Re: Support for Numeric entities refs in HTML output

Posted by Brian Minchau <mi...@ca.ibm.com>.
Stanimir is correct in saying that one can disable the HTML entities by
setting the Xalan specific transformer property:

     Transformer.setOutputProperty(
             "{http://xml.apache.org/xalan}entities", "");

This property is documented at
http://xml.apache.org/xalan-j/usagepatterns.html#outputprops

It is documented as a property on the Xalan serializer, and it mentions
modifying the properties through editing output_html.properties It also
mentions setting Xalan specific properties via the <xsl:output ...>
element. It doesn't mention setting Xalan specific properties via JAXP, but
this is most likely just a hole in the documentation, I'll raise a JIRA
issue and get this resolved one way or the other.

Since you are already skating on the thin ice of non-portability involved
with Xalan-J.

That webpage also says that you can provide your own properties file with
entities.  The default value for the entities property, for HTML output, is
    org/apache/xml/serializer/HTMLEntities

So you could set this proerty to your own properties file (class), rather
than the empty string, and in that properties file map characters to entity
names. If you look into org/apache/xml/serializer/HTMLEntities.properties
you will see:
#
# Character entity references for markup-significant
#
quot=34
amp=38
lt=60
gt=62
...

The character '<' with codepoint  60  will be written out as &lt;  etc.  If
you choose to create your own properties file I think you get the idea.

However, one should be very careful here. The less deep you go into the
internals of Xalan the better.
- Brian

- - - - - - - - - - - - - - - - - - - -
Brian Minchau
XSLT Development, IBM Toronto
e-mail:        minchau@ca.ibm.com


Re: Support for Numeric entities refs in HTML output

Posted by Stanimir Stamenkov <st...@myrealbox.com>.
/Stanimir Stamenkov/:
> /Ed Manners/:
>> -----Original Message-----
>> From: Stanimir Stamenkov [mailto:stanio@myrealbox.com]
>> Sent: 19 October 2005 14:58
>> To: xalan-j-users@xml.apache.org
>> Subject: Re: Support for Numeric entities refs in HTML output
>>
>>> http://xml.apache.org/xalan-j/usagepatterns.html#outputprops
>>>
>>> (look for 'xalan:entities' little down below)
>>
>> I have checked under both links for some clue, but nothing like this 
>> property (for turning on numeric entity references for HTML output) 
>> has come up.
> 
> Try setting that property to 'null' or empty 'java.util.Properties' object.

» **YOUR GOAL**
Reproduce the passage of the Xalan entities thread from "This property is" to "with Xalan-J.".

» **INFORMATION SUPPLIED**

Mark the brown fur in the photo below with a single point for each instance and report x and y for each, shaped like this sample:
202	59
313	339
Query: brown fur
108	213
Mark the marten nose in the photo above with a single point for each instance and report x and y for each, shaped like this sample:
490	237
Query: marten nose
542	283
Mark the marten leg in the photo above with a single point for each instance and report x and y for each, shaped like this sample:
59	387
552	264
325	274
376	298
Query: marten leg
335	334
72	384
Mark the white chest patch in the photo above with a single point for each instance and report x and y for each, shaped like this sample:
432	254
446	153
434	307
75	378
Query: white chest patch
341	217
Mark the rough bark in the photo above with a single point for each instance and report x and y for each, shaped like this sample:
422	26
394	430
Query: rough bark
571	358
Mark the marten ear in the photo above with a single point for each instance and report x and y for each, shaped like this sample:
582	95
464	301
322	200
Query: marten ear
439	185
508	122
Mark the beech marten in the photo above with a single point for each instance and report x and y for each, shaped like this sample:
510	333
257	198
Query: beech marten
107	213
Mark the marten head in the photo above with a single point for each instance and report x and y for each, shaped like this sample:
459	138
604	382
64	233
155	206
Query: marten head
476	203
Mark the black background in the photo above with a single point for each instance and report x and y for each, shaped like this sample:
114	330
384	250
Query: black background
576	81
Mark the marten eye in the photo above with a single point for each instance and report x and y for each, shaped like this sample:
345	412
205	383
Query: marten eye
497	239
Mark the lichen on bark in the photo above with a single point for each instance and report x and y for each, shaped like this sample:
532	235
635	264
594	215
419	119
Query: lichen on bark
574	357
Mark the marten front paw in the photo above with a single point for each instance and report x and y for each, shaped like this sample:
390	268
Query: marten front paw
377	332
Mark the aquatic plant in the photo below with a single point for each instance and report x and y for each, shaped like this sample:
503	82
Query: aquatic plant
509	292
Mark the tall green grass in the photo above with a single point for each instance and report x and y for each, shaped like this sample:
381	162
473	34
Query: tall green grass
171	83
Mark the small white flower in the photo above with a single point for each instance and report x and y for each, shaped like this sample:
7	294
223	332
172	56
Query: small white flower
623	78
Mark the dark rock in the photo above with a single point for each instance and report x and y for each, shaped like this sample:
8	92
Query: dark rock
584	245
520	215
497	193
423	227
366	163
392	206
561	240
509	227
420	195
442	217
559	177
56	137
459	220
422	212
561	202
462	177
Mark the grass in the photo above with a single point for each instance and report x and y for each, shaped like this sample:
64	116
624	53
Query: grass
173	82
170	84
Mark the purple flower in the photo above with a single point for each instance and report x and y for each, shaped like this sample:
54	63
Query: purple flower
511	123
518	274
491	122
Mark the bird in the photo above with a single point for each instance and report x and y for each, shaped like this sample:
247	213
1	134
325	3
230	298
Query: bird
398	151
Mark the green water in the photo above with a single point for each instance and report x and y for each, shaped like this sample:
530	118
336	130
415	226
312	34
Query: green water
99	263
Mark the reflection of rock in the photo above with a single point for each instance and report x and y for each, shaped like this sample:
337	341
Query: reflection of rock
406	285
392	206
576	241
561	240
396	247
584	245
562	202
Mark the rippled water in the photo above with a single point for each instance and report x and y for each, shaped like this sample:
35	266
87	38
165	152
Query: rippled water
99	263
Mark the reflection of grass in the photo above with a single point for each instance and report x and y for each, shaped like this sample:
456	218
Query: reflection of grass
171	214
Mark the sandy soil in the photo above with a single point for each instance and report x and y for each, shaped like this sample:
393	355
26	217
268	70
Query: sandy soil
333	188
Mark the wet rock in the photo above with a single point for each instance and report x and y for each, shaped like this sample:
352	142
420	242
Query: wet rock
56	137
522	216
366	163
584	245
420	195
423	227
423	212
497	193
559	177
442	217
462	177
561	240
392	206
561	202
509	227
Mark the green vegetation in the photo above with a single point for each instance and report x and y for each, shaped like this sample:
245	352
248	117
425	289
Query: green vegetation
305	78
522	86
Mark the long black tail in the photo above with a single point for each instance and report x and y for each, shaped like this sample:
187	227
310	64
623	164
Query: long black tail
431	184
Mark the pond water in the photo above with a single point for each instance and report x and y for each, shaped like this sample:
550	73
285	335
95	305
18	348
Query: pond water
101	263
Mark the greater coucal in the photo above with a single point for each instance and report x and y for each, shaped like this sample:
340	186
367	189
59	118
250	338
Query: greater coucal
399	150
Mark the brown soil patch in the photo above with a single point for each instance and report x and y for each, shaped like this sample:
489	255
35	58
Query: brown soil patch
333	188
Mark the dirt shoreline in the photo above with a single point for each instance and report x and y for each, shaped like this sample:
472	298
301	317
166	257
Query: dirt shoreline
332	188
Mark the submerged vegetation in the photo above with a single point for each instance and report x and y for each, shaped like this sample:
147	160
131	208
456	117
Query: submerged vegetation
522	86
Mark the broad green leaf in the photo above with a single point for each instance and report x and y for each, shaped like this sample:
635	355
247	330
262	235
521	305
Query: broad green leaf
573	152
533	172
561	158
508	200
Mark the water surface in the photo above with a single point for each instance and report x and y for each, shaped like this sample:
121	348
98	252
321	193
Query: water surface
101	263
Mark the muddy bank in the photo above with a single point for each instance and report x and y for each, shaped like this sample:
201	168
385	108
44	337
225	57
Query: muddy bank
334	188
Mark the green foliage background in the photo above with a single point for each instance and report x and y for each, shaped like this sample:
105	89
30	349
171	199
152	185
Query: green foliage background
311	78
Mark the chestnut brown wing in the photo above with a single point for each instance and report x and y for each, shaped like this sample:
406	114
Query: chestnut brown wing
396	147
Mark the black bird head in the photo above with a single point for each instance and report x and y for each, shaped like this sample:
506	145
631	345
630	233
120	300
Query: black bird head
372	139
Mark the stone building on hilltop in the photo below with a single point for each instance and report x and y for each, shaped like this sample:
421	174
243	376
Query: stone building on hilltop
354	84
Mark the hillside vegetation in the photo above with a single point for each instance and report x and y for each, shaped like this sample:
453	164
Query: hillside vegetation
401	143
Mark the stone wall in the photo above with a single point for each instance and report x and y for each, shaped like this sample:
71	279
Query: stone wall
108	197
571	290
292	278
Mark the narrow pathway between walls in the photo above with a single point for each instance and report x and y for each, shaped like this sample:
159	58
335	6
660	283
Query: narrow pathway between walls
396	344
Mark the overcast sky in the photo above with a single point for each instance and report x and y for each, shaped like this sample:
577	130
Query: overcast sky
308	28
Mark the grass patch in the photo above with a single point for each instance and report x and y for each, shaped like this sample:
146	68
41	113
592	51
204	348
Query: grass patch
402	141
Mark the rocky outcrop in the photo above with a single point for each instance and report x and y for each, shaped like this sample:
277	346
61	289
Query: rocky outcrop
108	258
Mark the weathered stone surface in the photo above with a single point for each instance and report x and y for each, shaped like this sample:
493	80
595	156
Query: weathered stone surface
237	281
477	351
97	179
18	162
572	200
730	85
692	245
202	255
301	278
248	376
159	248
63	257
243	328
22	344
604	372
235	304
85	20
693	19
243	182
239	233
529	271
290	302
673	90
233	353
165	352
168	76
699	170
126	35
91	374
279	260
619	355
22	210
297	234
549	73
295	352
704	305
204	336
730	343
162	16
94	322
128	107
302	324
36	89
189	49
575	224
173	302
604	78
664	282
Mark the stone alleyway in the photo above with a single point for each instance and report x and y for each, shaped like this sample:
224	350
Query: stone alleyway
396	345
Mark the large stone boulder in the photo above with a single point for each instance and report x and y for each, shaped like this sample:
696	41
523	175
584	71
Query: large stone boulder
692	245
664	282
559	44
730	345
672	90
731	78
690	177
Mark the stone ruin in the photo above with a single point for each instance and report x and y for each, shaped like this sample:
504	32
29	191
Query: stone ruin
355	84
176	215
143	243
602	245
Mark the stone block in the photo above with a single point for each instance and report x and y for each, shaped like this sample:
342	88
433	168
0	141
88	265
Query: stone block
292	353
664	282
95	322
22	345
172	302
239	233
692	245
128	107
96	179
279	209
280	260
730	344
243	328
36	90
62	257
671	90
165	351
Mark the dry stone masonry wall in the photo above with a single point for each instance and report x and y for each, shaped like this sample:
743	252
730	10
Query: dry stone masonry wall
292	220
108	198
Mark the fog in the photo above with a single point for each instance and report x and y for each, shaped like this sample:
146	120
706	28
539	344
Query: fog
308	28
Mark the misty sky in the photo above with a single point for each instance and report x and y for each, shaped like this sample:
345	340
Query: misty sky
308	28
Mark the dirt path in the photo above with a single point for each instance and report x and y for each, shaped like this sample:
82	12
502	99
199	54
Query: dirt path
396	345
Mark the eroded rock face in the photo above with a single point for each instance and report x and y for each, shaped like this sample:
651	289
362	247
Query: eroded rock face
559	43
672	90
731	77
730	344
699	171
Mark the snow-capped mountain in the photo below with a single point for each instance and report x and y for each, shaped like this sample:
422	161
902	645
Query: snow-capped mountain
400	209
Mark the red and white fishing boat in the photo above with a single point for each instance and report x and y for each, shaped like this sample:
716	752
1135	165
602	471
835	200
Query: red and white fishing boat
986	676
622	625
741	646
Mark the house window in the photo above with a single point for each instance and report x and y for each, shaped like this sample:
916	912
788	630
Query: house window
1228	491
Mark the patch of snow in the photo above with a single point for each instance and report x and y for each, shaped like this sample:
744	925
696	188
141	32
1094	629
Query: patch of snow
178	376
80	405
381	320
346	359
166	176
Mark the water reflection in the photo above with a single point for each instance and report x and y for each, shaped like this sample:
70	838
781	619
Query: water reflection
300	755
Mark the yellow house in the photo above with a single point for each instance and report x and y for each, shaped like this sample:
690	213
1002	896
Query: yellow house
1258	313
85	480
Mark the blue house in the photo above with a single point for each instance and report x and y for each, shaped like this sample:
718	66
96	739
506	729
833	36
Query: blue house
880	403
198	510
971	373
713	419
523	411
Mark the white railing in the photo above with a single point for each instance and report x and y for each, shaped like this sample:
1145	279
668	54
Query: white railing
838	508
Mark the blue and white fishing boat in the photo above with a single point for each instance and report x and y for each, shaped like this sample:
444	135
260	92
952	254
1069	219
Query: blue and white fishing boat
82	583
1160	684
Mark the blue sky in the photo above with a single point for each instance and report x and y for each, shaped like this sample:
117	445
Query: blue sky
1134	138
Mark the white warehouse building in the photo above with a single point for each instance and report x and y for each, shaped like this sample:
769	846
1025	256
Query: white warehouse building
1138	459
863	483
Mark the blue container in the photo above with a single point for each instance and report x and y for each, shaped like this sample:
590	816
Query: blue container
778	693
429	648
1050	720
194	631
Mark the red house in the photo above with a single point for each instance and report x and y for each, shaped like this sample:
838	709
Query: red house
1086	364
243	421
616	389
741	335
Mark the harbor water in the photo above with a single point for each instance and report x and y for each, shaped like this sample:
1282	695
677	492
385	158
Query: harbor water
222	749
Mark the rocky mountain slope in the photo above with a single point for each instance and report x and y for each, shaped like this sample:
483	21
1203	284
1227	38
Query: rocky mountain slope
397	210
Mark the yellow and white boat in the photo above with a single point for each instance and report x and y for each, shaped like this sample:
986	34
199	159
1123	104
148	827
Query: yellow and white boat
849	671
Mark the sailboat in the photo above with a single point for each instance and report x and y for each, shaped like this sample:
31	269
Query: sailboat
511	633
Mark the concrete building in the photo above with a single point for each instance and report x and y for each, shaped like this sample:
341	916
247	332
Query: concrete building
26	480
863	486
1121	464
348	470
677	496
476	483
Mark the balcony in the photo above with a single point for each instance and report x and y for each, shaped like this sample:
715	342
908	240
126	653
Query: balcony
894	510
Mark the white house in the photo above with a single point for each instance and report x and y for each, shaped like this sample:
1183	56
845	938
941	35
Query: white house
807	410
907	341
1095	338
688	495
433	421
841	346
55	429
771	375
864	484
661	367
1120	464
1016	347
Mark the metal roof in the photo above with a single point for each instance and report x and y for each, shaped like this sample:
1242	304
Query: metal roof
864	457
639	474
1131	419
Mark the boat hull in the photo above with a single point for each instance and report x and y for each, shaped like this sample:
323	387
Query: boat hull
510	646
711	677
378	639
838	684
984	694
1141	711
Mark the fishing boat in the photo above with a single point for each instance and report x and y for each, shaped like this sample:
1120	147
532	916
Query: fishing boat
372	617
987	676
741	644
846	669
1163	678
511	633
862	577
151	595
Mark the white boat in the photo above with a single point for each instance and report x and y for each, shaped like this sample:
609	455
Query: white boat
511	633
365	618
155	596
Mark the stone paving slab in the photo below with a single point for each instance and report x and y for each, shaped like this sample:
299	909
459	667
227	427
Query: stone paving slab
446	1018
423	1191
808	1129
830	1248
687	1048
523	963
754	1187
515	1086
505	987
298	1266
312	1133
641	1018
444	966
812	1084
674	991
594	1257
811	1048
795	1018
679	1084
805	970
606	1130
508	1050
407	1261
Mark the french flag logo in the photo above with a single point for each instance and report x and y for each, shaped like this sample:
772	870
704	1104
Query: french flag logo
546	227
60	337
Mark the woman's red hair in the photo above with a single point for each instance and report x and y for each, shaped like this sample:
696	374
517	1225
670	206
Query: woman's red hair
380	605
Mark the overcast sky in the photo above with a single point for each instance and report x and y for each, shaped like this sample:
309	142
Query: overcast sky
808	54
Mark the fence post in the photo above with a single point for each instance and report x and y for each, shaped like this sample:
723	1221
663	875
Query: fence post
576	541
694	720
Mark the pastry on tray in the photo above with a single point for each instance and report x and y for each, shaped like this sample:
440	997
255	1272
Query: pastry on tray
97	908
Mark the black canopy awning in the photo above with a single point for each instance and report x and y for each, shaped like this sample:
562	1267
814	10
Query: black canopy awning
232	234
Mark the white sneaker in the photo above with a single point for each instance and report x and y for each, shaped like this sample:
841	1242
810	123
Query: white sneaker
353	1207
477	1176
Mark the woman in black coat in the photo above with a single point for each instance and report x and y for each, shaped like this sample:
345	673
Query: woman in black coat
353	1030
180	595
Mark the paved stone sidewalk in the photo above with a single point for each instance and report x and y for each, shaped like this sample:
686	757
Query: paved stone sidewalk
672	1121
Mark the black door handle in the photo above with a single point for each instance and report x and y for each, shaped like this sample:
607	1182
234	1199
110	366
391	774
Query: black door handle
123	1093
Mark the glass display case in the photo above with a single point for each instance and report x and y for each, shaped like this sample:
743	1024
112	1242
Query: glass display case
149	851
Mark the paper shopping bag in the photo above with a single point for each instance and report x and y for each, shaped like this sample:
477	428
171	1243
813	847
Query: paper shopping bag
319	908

» **IN RESPONSE**
This property is documented at
http://xml.apache.org/xalan-j/usagepatterns.html#outputprops

It is documented as a property on the Xalan serializer, and it mentions
modifying the properties through editing output_html.properties It also
mentions setting Xalan specific properties via the <xsl:output ...>
element. It doesn't mention setting Xalan specific properties via JAXP, but
this is most likely just a hole in the documentation, I'll raise a JIRA
issue and get this resolved one way or the other.

Since you are already skating on the thin ice of non-portability involved
with Xalan-J.